WHAT THE TASK REQUIRES >> Within the data below, find the string "landmass" and return each line where it occurs.

AVAILABLE DATA >>
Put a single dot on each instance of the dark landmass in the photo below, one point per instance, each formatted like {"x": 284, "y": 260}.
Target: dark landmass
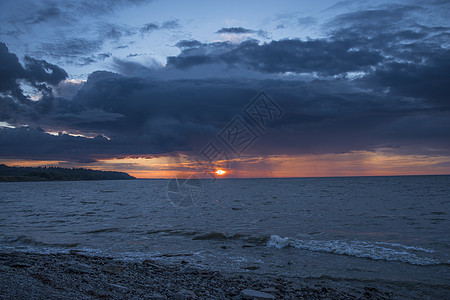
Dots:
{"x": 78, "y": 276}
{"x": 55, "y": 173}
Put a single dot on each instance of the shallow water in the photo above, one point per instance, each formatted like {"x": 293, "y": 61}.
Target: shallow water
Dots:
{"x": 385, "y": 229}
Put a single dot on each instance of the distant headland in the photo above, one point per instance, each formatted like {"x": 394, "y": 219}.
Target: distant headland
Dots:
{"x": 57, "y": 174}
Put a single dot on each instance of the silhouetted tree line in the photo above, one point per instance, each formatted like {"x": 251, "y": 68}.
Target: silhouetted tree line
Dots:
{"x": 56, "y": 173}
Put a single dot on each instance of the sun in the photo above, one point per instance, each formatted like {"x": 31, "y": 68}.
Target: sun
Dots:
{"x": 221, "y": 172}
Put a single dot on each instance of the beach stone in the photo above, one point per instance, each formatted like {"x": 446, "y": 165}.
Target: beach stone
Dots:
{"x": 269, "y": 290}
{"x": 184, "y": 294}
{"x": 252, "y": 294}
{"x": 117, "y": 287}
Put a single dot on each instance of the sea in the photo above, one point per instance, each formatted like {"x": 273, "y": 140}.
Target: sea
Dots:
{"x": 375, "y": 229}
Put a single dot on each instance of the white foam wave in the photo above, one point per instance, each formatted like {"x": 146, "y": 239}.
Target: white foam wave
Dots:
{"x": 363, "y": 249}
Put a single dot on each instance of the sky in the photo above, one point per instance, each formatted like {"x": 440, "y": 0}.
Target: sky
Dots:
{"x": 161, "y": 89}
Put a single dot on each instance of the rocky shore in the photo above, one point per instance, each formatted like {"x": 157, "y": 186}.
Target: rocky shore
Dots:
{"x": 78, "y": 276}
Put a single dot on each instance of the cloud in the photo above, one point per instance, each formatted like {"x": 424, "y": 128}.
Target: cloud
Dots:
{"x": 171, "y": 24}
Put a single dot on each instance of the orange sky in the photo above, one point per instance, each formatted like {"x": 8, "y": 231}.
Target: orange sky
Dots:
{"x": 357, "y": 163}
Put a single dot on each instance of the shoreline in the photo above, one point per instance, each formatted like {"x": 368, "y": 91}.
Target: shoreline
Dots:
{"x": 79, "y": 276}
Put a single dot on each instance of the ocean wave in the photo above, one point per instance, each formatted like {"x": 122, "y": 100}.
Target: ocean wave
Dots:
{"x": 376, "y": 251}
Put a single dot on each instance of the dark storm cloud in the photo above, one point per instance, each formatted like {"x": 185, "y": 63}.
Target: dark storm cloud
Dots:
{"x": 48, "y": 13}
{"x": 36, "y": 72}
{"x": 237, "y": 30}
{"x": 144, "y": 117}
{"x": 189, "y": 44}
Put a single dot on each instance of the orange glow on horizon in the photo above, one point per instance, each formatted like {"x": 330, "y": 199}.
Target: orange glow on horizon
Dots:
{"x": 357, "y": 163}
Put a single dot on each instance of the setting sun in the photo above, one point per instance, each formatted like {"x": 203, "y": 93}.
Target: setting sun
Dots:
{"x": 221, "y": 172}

RESPONSE >>
Put a single dot on each instance of the dark landmass in the photo below, one point per instance, each formatted like {"x": 284, "y": 260}.
Target: dark landmass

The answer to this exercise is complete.